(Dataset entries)

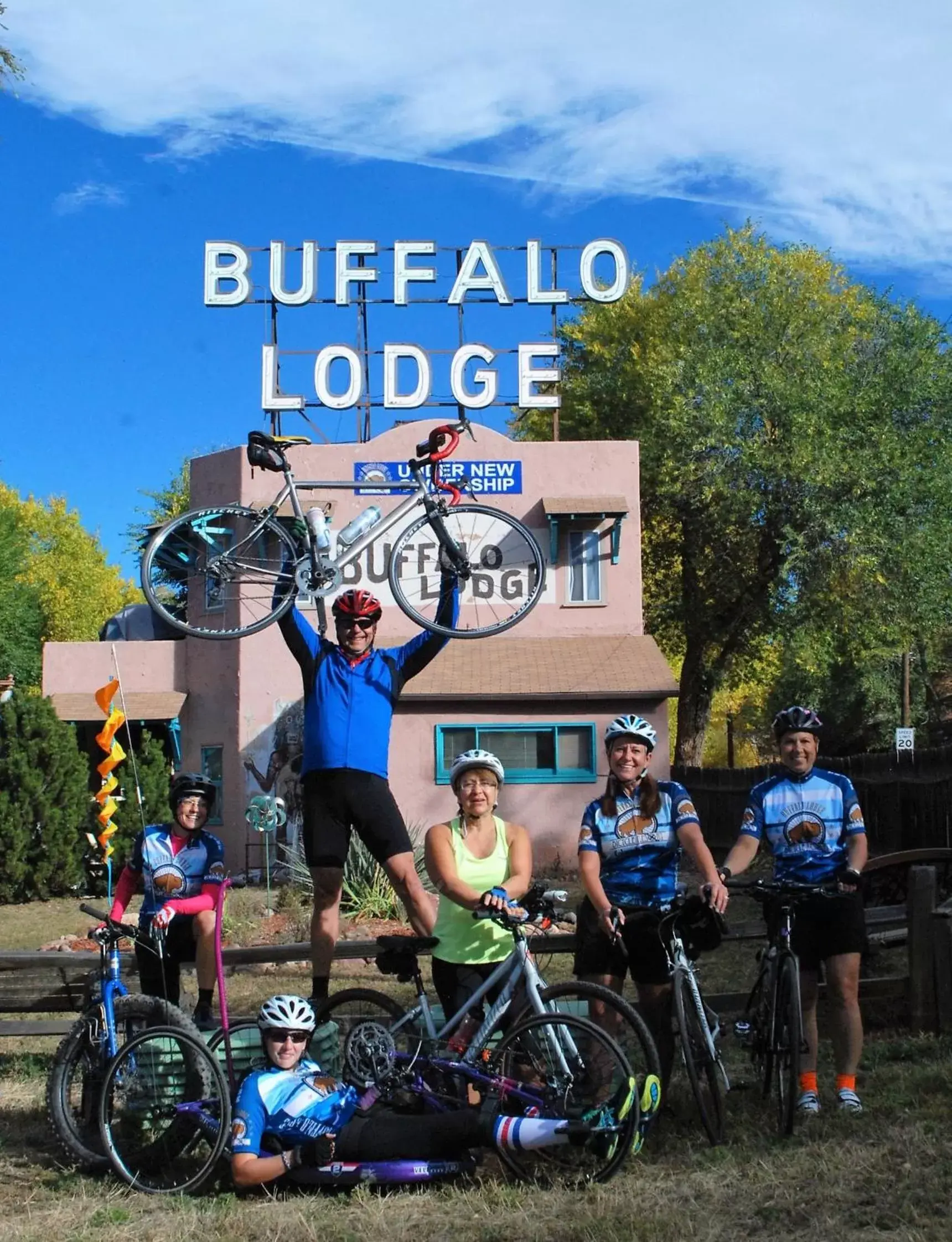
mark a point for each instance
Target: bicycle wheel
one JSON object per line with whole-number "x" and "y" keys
{"x": 788, "y": 1039}
{"x": 79, "y": 1070}
{"x": 164, "y": 1112}
{"x": 566, "y": 1067}
{"x": 218, "y": 573}
{"x": 504, "y": 569}
{"x": 701, "y": 1063}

» **WHAT YOU WILL DO**: Your reply must match the data above line for line, except that it holds no pictures.

» **EXERCISE SOLUTION**:
mark a point for each instance
Target: bicycle wheel
one JSON object per line with whole-number "x" and "y" keys
{"x": 788, "y": 1039}
{"x": 79, "y": 1070}
{"x": 164, "y": 1112}
{"x": 566, "y": 1067}
{"x": 218, "y": 573}
{"x": 504, "y": 569}
{"x": 701, "y": 1063}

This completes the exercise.